--- start of GIVEN INFORMATION ---

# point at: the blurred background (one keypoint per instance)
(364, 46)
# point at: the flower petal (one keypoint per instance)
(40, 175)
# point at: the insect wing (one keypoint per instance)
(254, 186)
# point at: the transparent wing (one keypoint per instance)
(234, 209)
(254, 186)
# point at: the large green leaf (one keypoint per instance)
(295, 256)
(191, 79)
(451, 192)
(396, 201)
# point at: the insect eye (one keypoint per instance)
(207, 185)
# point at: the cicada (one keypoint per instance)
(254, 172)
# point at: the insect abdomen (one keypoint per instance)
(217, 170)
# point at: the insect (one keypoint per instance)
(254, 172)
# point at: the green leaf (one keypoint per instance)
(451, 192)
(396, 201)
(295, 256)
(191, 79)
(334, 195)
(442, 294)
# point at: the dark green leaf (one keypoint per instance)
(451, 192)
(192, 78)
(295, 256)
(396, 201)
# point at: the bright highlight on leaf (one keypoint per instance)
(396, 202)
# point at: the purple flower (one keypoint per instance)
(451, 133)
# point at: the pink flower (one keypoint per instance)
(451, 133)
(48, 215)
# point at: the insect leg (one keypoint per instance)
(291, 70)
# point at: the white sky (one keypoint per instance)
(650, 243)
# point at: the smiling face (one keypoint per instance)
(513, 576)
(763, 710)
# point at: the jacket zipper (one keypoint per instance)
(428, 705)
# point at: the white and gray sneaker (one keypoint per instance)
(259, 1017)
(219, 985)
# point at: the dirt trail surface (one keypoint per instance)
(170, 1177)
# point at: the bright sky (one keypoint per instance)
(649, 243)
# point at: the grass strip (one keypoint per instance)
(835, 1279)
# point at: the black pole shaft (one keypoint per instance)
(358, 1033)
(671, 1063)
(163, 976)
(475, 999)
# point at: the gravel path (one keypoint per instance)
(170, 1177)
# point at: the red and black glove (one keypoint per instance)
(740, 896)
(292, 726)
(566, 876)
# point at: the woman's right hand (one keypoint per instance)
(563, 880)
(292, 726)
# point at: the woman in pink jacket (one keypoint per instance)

--- end of GIVEN INFORMATION ---

PROBLEM STATEMENT — Copy the lines again, starting at the line that contains "# point at: the woman's" and ending at the last line, and swap "pink jacket" for "purple jacket" with nothing else changed.

THE COMPLETED TASK —
# point at: the woman's right hand (one keypoint per instance)
(563, 880)
(292, 726)
# point at: the woman in purple jacket (one keypoint per instance)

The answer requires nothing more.